◆ RECORDED INFORMATION:
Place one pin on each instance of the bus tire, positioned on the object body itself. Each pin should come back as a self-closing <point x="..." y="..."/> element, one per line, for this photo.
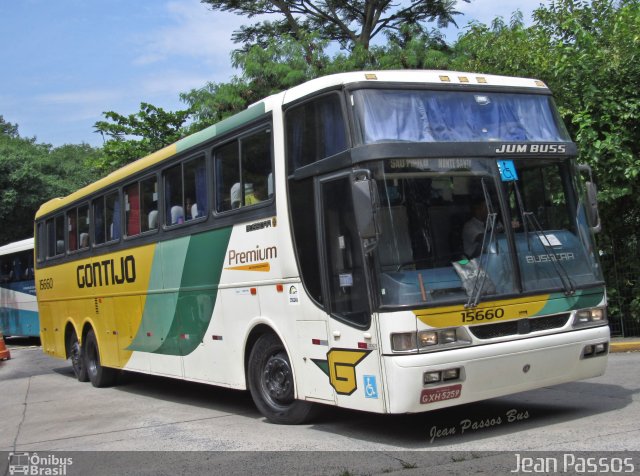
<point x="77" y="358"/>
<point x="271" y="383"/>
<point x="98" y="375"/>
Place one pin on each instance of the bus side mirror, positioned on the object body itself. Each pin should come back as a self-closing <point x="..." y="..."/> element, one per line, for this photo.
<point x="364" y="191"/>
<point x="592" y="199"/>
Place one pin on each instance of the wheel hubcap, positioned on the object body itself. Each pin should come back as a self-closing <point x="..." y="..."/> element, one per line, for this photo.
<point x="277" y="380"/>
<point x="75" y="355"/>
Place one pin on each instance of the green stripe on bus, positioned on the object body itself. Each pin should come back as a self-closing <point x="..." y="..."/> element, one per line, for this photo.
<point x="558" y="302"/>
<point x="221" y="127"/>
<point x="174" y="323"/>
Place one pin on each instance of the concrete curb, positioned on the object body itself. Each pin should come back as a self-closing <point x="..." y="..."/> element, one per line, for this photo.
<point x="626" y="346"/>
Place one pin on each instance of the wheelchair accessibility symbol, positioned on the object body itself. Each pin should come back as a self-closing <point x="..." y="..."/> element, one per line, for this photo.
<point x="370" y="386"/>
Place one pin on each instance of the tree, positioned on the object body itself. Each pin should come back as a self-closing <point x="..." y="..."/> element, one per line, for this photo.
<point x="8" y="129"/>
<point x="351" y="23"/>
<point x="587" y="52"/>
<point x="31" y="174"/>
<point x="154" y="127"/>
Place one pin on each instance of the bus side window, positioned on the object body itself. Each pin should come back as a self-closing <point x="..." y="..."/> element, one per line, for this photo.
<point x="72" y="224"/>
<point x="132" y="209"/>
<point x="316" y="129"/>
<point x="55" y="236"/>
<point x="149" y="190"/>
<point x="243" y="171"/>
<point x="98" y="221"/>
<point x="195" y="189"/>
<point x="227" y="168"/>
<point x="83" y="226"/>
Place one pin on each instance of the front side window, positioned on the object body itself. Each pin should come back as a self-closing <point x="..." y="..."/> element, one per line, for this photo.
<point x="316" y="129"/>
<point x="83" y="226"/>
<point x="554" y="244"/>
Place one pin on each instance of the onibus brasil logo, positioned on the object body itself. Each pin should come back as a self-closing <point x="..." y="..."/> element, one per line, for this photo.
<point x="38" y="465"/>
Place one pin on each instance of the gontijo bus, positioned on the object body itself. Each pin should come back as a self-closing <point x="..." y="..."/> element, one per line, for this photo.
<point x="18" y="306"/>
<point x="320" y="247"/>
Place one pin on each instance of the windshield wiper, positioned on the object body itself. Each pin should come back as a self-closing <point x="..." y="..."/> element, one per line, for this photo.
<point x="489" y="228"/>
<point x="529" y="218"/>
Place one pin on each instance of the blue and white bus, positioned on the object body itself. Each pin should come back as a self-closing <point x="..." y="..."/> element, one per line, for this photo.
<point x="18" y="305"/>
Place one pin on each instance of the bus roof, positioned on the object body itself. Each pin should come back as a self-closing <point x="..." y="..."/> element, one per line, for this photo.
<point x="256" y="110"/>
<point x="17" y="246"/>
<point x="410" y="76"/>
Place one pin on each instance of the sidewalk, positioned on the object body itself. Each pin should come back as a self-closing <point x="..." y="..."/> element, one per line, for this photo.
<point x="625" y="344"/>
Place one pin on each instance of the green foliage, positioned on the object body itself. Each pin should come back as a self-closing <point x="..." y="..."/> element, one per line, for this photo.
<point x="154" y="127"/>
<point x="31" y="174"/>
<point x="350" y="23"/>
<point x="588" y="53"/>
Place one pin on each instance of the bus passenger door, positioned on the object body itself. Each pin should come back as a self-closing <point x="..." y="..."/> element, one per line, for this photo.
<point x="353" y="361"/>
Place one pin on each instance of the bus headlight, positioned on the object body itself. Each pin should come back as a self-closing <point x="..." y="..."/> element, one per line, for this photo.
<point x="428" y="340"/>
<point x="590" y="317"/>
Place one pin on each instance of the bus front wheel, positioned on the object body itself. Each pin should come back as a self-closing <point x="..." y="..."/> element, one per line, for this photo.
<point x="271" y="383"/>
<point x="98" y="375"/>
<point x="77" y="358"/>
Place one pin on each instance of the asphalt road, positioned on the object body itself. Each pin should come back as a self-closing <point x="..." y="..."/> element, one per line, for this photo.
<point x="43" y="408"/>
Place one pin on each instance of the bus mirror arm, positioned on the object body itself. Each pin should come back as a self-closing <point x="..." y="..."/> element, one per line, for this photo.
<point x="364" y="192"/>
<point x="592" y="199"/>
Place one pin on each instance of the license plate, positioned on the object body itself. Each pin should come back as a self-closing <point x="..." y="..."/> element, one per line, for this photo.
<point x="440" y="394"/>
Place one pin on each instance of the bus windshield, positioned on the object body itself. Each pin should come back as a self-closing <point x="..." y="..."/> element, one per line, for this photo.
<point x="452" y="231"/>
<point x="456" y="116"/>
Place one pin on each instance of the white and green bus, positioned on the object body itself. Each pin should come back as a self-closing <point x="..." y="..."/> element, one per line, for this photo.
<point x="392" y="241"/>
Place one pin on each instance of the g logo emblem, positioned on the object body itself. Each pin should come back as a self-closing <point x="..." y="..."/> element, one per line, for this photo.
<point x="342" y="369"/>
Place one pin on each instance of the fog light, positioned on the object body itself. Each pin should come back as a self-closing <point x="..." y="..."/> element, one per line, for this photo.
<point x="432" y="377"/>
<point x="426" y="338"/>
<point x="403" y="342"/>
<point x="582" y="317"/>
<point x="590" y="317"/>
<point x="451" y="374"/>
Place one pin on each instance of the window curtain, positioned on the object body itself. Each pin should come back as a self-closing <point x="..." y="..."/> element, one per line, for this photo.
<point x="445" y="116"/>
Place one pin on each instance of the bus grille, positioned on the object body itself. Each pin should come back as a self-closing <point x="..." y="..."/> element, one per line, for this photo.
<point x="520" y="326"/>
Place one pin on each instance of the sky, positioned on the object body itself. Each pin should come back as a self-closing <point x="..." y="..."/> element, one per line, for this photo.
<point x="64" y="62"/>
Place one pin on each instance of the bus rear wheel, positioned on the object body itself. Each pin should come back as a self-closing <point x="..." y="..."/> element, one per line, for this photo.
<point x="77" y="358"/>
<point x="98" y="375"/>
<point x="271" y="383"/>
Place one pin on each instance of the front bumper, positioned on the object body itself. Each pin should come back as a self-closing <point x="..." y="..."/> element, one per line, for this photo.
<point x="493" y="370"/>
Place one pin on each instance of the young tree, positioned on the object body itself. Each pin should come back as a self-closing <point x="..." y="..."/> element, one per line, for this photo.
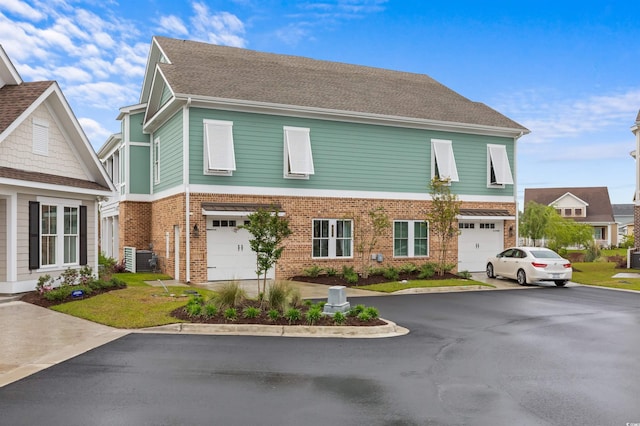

◆ AIM OF THE EXERCISE: Output the records above exactly as they are, leaving out the pictures.

◆ ANSWER IN FULL:
Place one pin on each instance of the bus tire, positioned on the object body itself. Each pin should come back as a self-closing <point x="..." y="..."/> element, one per line, for this photo.
<point x="77" y="358"/>
<point x="271" y="383"/>
<point x="98" y="375"/>
Place one pin on each instance of the bus side mirror, positioned on the object body itself. Each pin should come back as a self-closing <point x="..." y="..."/> element, one per line, for this photo.
<point x="364" y="191"/>
<point x="592" y="199"/>
Place one pin on each instance of the wheel hubcap, positioned on the object body itself. Each pin should come back as a self-closing <point x="..." y="..."/> element, one per line, for this photo.
<point x="277" y="380"/>
<point x="75" y="355"/>
Place one pin on each instance of the green stripe on bus, positioned on the object body itself. Each pin should come back as a self-closing <point x="..." y="..."/> element, one per line, for this photo.
<point x="558" y="302"/>
<point x="221" y="127"/>
<point x="174" y="323"/>
Place one pin on each instance of the concrete curb, positioned on the object body itself. Each pin should come back as a self-closing <point x="..." y="..."/> element, one per line, for this photo.
<point x="626" y="346"/>
Place one pin on each instance of the wheelchair accessibility symbol, positioned on the object body itself. Each pin should come back as a self-closing <point x="..." y="..."/> element, one per line, for this photo.
<point x="370" y="386"/>
Place one pin on each instance of the tree, positioned on the object body itself. Each pin should come back as a self-closing <point x="..." y="..."/> element, one per line, for this photo.
<point x="8" y="129"/>
<point x="351" y="23"/>
<point x="587" y="52"/>
<point x="31" y="174"/>
<point x="154" y="127"/>
Place one pin on each instance of the bus side window, positioned on the object body itself. Each pin should come back as a self-closing <point x="..." y="..."/> element, one per line, for this photo.
<point x="72" y="224"/>
<point x="132" y="209"/>
<point x="316" y="129"/>
<point x="55" y="236"/>
<point x="149" y="190"/>
<point x="243" y="171"/>
<point x="98" y="221"/>
<point x="195" y="189"/>
<point x="227" y="168"/>
<point x="83" y="226"/>
Place one pin on each instance of the front side window, positioned on the object body itself. Each pin should come back as a self-closing <point x="..." y="..."/> element, one per line, for this photo.
<point x="316" y="129"/>
<point x="83" y="226"/>
<point x="554" y="244"/>
Place one pin on each instance of the onibus brasil logo, positioned on the object body itself. Each pin should come back as a self-closing <point x="..." y="..."/> element, one per line, for this photo.
<point x="38" y="465"/>
Place one pin on each instance of the gontijo bus, positioned on the object body itself. Each pin should come back as a self-closing <point x="..." y="..."/> element, one per line, for this photo.
<point x="18" y="306"/>
<point x="320" y="247"/>
Place one pin on each instance of the windshield wiper, positioned on the object body itself. Each pin should come back as a self-closing <point x="..." y="..."/> element, one per line, for this photo.
<point x="489" y="228"/>
<point x="529" y="218"/>
Place one pin on each instance of the blue and white bus, positioned on the object body itself. Each pin should come back as a self-closing <point x="..." y="..."/> element, one per line, for this photo.
<point x="18" y="305"/>
Place one pin on each instance of the bus roof, positioned on the object body itself. Each pin should come back as a self-closing <point x="..." y="..."/> element, one per line, for this photo.
<point x="256" y="110"/>
<point x="17" y="246"/>
<point x="410" y="76"/>
Place one pin on each instance of the sidewalk, positioned on the object body itself. Each pin should come back as a self-closing <point x="..." y="..."/> element, one per line, for this photo.
<point x="625" y="344"/>
Place one pin on each instance of the green foliage, positioned on the object body itself. Each pin should come back as a self-closing <point x="..." y="..."/> element, one per line, for this photo.
<point x="154" y="127"/>
<point x="31" y="174"/>
<point x="350" y="23"/>
<point x="588" y="53"/>
Place one pin on each instance of the bus passenger door, positioned on the object body itself. Each pin should come back as a self-closing <point x="..." y="..."/> element, one per line, for this photo.
<point x="353" y="361"/>
Place one pin on each instance of the bus headlight, positioned on the object body itself. Each pin should come back as a self-closing <point x="..." y="..."/> element, one per line, for this photo.
<point x="428" y="340"/>
<point x="590" y="317"/>
Place one pin on each instance of the bus front wheel, positioned on the object body itself. Each pin should come back as a self-closing <point x="..." y="..."/> element, one per line, for this photo.
<point x="271" y="383"/>
<point x="98" y="375"/>
<point x="77" y="358"/>
Place one pin on each instance of the asphalt road, positioned on the object body itself. Each pin should come back as a self-closing <point x="..." y="..."/> element, one per line, for this photo.
<point x="43" y="408"/>
Place one pin on each instance of the bus mirror arm, positioned on the object body itself. Each pin should come back as a self-closing <point x="..." y="..."/> element, one per line, for this photo.
<point x="364" y="192"/>
<point x="592" y="199"/>
Place one pin on each instance of the license plate, positioned on the object body itself. Each pin should come back as a self-closing <point x="..." y="..."/> element, one per line, for this photo.
<point x="440" y="394"/>
Place one pin on each instance of the bus windshield, positioned on the object body itself. Each pin should come back as a self-closing <point x="..." y="..."/> element, one per line, for this photo.
<point x="452" y="231"/>
<point x="456" y="116"/>
Place one pin on each instance of the white and green bus, positioned on the object body itself. Each pin should come back as a self-closing <point x="..." y="..."/> element, one per line, for this photo.
<point x="392" y="241"/>
Place one pin on each instance of the g logo emblem, positioned on the object body itself. Each pin should come back as a self-closing <point x="..." y="..."/> element, one per line, for this photo.
<point x="342" y="369"/>
Place one pin on each instance of the fog light, positioned on the object body itself. Each pin should come back as a self-closing <point x="..." y="..."/> element, one per line, for this photo.
<point x="432" y="377"/>
<point x="426" y="338"/>
<point x="403" y="342"/>
<point x="582" y="317"/>
<point x="590" y="317"/>
<point x="451" y="374"/>
Place one pin on each instance of the window curtain, positioned on the object body itself. Each pin should come back as a self-closing <point x="..." y="..."/> element, one per line, for this photo.
<point x="445" y="116"/>
Place one pin on each instance of the bus grille, positioned on the object body itself. Each pin should come back as a self-closing <point x="..." y="..."/> element, one per line, for this photo.
<point x="520" y="326"/>
Place one pin on each instance of the sky, positioned on the object body itself. Each pin should come back as a self-closing <point x="..." y="..."/> element, one per line, for this photo.
<point x="64" y="62"/>
Place one pin on each instance of the bus rear wheel, positioned on the object body itself. Each pin should come back as a self-closing <point x="..." y="..."/> element, one per line, for this photo.
<point x="77" y="358"/>
<point x="98" y="375"/>
<point x="271" y="383"/>
Place one pin on each instance of the front bumper, positioned on the object body itself. Each pin should come back as a self-closing <point x="..." y="..."/> element, one per line, for this photo.
<point x="493" y="370"/>
Place one pin on each instance of the young tree, positioned on the object body itself. Each pin should come back as a self-closing <point x="..." y="..."/> element, one per line, for this photo.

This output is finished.